**What to produce:**
The records are to be copied word for word, and the pictures dropped.

Given data Block Start

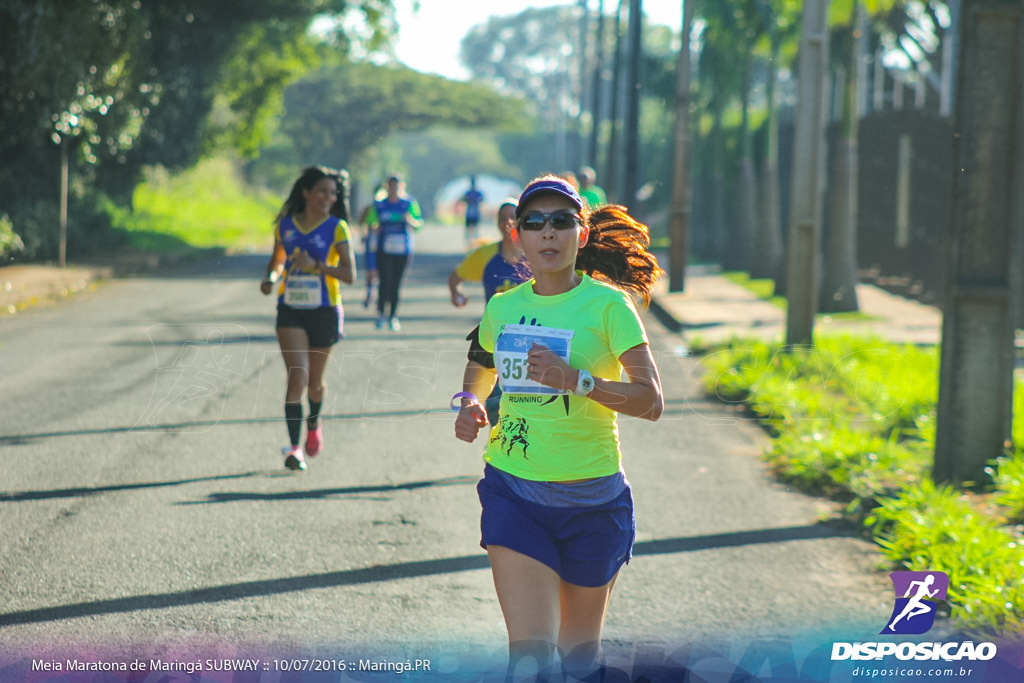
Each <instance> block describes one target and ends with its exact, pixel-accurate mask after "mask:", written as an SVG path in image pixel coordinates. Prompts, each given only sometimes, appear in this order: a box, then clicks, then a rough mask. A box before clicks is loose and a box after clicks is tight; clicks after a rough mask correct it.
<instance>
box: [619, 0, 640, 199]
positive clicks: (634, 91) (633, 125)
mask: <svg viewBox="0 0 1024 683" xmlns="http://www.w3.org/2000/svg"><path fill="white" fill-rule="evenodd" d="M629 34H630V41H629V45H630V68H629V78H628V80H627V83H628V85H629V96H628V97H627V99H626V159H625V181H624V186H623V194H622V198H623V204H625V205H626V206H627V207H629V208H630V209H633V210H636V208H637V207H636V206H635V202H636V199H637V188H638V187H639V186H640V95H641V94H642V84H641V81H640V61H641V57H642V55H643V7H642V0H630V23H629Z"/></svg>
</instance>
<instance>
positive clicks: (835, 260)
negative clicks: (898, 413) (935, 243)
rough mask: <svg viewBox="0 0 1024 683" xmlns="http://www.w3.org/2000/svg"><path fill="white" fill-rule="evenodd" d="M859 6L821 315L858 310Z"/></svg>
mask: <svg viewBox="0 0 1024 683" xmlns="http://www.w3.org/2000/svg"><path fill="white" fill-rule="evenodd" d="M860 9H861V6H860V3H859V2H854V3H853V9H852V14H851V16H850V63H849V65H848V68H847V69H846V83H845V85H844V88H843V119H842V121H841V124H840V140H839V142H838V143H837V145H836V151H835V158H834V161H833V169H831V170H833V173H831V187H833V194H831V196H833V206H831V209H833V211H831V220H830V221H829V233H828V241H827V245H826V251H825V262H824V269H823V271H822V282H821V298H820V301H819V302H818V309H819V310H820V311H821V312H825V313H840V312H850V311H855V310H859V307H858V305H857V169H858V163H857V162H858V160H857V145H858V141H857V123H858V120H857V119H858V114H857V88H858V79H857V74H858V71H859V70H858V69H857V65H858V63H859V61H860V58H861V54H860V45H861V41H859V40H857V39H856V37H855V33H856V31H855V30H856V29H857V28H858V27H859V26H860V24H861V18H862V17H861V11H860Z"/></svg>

Given data Block End

**Problem solution:**
Each <instance> block describes one target and ends with its exact, pixel-accurate mask after "mask:", written as an SVG path in image pixel coordinates. Prompts, each given only sometimes, appear in this order: a box, then clicks, then a rough mask. A box before clicks is loose and a box after clicks is tight; clicks after a rough mask correct it.
<instance>
box: [619, 0, 640, 199]
positive clicks: (634, 91) (633, 125)
mask: <svg viewBox="0 0 1024 683" xmlns="http://www.w3.org/2000/svg"><path fill="white" fill-rule="evenodd" d="M629 34H630V41H629V45H630V68H629V78H628V80H627V83H628V85H629V96H628V97H627V99H626V159H625V181H624V186H623V194H622V198H623V204H625V205H626V206H627V207H629V208H630V209H633V210H636V208H637V207H636V206H635V202H636V199H637V188H638V187H639V186H640V95H641V94H642V84H641V81H640V61H641V57H642V55H643V7H642V0H630V23H629Z"/></svg>
</instance>
<instance>
positive clicks: (835, 260)
negative clicks: (898, 413) (935, 243)
rough mask: <svg viewBox="0 0 1024 683" xmlns="http://www.w3.org/2000/svg"><path fill="white" fill-rule="evenodd" d="M859 6L821 315L858 310Z"/></svg>
mask: <svg viewBox="0 0 1024 683" xmlns="http://www.w3.org/2000/svg"><path fill="white" fill-rule="evenodd" d="M860 9H861V6H860V3H859V2H854V3H853V9H852V14H851V16H850V63H849V65H848V68H847V69H846V83H845V85H844V88H843V119H842V121H841V124H840V140H839V142H838V143H837V145H836V151H835V158H834V161H833V169H831V170H833V173H831V187H833V194H831V196H833V206H831V209H833V211H831V220H830V221H829V233H828V241H827V245H826V251H825V262H824V269H823V271H822V282H821V298H820V301H819V302H818V309H819V310H820V311H821V312H825V313H840V312H850V311H855V310H859V307H858V305H857V169H858V163H857V162H858V160H857V145H858V141H857V123H858V120H857V119H858V114H857V88H858V79H857V74H858V71H859V70H858V69H857V65H858V63H859V61H860V58H861V54H860V45H861V41H859V40H857V39H856V37H855V33H856V31H855V30H856V29H857V28H858V27H859V26H860V24H861V18H862V17H861V11H860Z"/></svg>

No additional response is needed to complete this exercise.